(Point localization data)
--- START ---

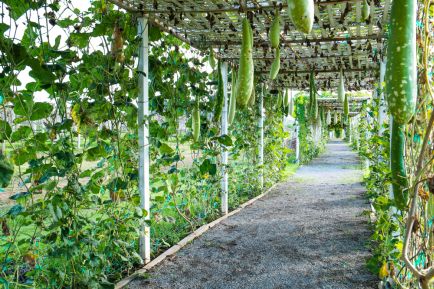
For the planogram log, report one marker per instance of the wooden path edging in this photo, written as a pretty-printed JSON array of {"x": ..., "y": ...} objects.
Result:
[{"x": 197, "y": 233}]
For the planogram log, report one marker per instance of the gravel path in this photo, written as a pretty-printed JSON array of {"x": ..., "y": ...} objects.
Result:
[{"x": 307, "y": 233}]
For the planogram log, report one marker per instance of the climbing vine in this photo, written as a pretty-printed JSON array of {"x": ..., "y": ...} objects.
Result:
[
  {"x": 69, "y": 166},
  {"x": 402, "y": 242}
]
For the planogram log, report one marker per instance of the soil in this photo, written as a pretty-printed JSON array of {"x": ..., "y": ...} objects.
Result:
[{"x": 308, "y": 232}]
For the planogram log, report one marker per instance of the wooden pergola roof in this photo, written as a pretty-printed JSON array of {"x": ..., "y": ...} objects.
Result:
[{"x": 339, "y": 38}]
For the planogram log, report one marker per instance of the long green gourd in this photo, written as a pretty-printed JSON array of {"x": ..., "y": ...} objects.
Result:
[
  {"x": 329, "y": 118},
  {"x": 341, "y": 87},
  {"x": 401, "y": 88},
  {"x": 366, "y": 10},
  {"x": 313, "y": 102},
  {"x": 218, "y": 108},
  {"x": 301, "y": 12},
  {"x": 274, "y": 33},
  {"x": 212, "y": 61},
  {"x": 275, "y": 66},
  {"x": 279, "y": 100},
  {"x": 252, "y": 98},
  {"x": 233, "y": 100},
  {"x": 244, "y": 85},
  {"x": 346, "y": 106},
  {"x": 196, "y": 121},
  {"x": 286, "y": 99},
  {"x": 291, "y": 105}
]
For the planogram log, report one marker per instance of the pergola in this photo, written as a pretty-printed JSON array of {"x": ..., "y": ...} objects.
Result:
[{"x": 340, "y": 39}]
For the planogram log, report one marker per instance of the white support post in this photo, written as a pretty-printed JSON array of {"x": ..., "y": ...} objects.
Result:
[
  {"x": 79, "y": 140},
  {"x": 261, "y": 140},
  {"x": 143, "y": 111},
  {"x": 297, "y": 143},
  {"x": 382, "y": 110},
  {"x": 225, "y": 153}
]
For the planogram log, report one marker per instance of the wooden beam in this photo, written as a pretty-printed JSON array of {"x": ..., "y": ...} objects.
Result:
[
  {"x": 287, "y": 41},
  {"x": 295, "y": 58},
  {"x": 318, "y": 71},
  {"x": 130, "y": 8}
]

--- END ---
--- START ---

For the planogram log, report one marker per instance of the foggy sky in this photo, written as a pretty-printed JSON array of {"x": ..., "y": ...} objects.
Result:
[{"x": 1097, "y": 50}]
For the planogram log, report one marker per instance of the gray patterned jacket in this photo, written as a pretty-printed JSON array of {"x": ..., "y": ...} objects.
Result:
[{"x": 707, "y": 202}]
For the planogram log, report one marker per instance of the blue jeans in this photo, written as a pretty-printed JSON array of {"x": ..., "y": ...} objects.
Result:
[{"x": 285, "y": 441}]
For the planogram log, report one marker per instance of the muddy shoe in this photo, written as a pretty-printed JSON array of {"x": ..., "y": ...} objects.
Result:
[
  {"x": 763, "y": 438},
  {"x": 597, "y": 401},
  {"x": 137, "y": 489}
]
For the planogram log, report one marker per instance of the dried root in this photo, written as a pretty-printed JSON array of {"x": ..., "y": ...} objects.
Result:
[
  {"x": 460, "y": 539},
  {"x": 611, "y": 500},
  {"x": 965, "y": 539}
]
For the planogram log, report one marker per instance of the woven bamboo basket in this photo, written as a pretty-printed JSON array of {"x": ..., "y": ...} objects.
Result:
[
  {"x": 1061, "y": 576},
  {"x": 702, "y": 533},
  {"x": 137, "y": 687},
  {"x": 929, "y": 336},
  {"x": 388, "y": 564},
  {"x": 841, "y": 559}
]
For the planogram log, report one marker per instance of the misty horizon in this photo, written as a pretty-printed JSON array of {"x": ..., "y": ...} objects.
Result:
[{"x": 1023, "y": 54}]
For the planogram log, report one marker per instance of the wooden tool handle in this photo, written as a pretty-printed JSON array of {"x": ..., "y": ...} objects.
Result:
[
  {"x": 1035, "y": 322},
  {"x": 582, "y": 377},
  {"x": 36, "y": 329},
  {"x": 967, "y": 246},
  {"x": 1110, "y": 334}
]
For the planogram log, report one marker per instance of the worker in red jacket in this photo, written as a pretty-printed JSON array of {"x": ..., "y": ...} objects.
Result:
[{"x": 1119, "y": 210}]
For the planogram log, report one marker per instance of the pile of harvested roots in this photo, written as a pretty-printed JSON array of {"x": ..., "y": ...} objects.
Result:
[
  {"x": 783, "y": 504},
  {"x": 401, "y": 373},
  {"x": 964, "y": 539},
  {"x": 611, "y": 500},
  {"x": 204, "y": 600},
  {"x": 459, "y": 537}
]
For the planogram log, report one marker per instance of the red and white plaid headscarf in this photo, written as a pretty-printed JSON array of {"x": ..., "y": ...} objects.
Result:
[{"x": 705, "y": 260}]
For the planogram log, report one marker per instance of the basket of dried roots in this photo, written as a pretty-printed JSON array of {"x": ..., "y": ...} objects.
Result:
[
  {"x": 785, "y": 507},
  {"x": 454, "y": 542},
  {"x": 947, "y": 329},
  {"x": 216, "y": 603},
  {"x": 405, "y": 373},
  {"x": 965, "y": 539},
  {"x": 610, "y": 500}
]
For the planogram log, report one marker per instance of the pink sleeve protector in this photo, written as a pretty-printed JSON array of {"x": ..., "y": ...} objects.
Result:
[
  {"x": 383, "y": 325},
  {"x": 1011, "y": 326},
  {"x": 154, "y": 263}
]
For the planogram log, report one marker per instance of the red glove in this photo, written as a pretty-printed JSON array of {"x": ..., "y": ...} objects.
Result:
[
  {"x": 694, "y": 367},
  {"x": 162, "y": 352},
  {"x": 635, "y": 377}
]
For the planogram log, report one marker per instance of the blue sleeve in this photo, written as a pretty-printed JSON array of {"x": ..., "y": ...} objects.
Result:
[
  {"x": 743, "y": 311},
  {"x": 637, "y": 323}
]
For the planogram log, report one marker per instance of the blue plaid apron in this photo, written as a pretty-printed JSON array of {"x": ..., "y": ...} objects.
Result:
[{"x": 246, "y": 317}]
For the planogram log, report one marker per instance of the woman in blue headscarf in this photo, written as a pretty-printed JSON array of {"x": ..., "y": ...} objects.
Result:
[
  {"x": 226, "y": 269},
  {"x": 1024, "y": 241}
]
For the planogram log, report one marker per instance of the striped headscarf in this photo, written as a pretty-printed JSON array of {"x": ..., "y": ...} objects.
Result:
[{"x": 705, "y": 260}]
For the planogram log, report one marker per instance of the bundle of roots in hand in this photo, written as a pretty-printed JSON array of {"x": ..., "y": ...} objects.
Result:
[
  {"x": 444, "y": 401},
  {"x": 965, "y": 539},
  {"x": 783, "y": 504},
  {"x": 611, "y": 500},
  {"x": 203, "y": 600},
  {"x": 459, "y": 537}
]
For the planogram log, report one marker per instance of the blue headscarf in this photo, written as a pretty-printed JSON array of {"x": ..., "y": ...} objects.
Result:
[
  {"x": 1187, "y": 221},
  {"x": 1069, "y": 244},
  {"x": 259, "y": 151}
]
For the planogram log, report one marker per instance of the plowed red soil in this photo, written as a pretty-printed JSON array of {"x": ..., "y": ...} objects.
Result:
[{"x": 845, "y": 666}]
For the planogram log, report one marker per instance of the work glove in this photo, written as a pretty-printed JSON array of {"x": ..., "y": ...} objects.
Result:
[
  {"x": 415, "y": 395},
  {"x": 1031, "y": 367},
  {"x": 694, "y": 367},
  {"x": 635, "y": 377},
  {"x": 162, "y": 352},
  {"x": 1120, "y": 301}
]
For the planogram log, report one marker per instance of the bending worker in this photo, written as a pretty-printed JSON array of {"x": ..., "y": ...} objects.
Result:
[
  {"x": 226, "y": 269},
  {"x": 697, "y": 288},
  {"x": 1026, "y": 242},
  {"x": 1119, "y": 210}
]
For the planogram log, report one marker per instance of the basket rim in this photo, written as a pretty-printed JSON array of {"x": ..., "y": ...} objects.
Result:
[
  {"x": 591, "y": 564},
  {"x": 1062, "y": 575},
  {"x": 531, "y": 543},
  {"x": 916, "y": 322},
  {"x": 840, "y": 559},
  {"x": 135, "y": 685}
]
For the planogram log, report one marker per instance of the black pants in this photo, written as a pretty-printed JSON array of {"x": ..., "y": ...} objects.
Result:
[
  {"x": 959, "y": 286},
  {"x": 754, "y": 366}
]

--- END ---
--- START ---

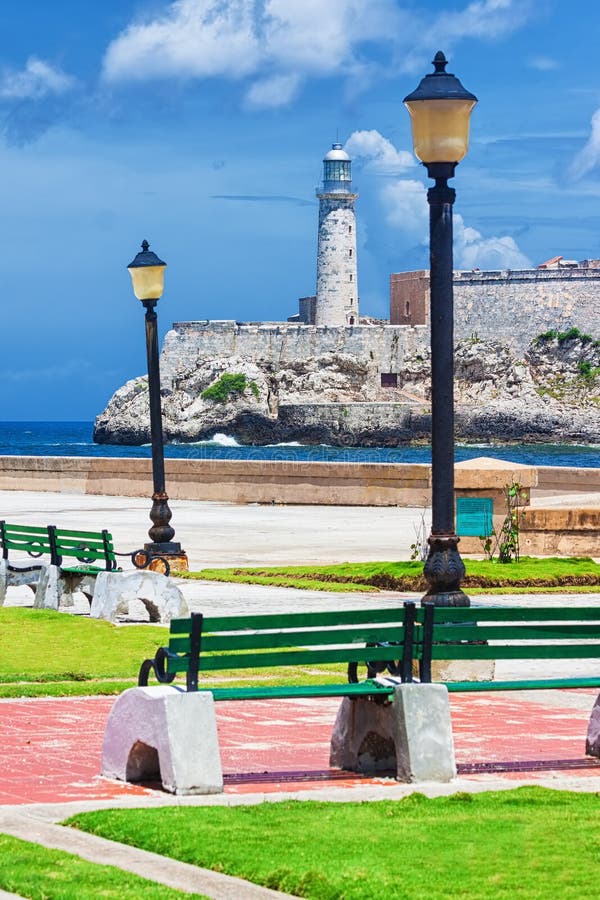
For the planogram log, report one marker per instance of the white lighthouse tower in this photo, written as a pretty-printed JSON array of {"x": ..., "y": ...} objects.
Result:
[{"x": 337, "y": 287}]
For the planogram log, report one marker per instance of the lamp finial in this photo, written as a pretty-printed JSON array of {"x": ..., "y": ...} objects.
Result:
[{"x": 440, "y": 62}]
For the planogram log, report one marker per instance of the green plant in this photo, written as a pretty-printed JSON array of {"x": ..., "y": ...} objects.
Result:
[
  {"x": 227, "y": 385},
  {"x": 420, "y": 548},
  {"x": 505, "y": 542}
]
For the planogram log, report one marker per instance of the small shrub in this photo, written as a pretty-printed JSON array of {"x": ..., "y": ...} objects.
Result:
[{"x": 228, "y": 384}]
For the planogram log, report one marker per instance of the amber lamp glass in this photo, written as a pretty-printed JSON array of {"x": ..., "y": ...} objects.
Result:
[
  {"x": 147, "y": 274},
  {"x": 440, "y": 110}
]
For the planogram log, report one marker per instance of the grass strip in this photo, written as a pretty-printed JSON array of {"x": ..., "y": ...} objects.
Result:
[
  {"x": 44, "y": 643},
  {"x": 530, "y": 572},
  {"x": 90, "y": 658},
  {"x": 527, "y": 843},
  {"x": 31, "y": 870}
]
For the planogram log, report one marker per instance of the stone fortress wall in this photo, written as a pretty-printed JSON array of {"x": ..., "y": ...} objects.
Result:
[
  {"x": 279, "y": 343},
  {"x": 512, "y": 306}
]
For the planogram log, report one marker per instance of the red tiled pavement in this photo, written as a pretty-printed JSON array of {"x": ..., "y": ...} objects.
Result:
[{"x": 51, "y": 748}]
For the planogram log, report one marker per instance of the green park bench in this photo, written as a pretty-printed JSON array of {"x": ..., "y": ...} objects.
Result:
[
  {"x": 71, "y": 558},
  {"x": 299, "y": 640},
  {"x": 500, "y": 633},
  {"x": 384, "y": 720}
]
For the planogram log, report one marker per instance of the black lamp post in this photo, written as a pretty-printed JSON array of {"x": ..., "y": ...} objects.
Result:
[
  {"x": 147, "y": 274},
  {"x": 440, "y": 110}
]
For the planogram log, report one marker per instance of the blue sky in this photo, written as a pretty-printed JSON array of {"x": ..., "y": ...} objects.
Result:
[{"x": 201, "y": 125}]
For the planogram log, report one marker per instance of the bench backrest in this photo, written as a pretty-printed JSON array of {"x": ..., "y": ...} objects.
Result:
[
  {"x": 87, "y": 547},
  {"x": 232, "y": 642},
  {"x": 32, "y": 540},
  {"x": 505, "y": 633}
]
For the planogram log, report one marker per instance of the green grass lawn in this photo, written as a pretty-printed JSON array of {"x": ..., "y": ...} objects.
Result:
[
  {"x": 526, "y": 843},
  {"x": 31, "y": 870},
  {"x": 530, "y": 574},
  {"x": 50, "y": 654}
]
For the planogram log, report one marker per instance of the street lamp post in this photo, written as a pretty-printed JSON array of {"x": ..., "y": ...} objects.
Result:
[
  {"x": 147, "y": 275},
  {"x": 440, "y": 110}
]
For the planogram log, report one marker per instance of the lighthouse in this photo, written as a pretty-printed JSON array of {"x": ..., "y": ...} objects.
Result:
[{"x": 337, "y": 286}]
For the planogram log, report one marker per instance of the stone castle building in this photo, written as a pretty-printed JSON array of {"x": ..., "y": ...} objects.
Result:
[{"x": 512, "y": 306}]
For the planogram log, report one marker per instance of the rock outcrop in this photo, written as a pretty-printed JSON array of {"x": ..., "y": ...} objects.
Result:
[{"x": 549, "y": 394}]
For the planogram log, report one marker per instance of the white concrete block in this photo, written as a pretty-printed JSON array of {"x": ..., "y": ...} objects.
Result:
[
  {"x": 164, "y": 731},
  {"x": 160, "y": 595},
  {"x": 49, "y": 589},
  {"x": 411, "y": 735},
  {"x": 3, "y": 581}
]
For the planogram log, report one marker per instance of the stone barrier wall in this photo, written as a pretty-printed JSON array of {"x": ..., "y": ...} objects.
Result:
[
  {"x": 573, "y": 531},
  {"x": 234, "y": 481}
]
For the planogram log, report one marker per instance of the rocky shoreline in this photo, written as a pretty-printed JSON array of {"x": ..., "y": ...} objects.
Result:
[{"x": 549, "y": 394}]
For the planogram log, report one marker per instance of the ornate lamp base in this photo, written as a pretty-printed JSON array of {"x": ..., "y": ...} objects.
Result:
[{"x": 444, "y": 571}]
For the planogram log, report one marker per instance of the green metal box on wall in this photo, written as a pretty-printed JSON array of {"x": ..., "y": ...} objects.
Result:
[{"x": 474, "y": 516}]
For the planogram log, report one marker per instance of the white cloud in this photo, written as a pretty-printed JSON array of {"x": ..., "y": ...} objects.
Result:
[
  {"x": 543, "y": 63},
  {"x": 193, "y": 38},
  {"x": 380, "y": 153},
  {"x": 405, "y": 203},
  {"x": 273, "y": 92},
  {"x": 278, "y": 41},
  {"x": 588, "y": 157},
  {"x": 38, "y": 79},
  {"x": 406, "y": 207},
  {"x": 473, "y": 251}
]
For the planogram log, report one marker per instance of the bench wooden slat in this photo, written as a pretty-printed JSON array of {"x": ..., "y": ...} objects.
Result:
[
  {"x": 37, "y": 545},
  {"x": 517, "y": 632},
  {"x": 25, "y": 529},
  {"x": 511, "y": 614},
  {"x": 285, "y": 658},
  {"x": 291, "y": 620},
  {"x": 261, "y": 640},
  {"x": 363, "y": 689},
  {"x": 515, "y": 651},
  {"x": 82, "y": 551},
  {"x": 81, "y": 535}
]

--- END ---

▶ _EXERCISE BRIEF_
Will you return exactly the lines above from the one with "of the misty" down to the one with "of the pile", counting both as part of the range?

▶ _EXERCISE SOLUTION_
For the planogram log, report one marker per instance of the misty horizon in this photo, written as a pretty-printed JSON array of {"x": ..., "y": ...} objects.
Result:
[{"x": 1023, "y": 54}]
For the planogram log, report one marker per instance of the wooden tool handle in this photo, written as a pretty-printed JSON array of {"x": ..., "y": ...} objects.
Result:
[
  {"x": 1035, "y": 322},
  {"x": 582, "y": 377},
  {"x": 36, "y": 329},
  {"x": 967, "y": 246},
  {"x": 1110, "y": 334}
]
For the planogram log, report one marker per instance of the worker in red jacket in this photo, written as a pretty-printed JSON array of {"x": ..., "y": ...} objects.
Result:
[{"x": 1119, "y": 210}]
For the planogram log, report one marker per instance of the pile of harvested roots in this photo, written as a pretty-printed JSON array of {"x": ..., "y": ...} objects.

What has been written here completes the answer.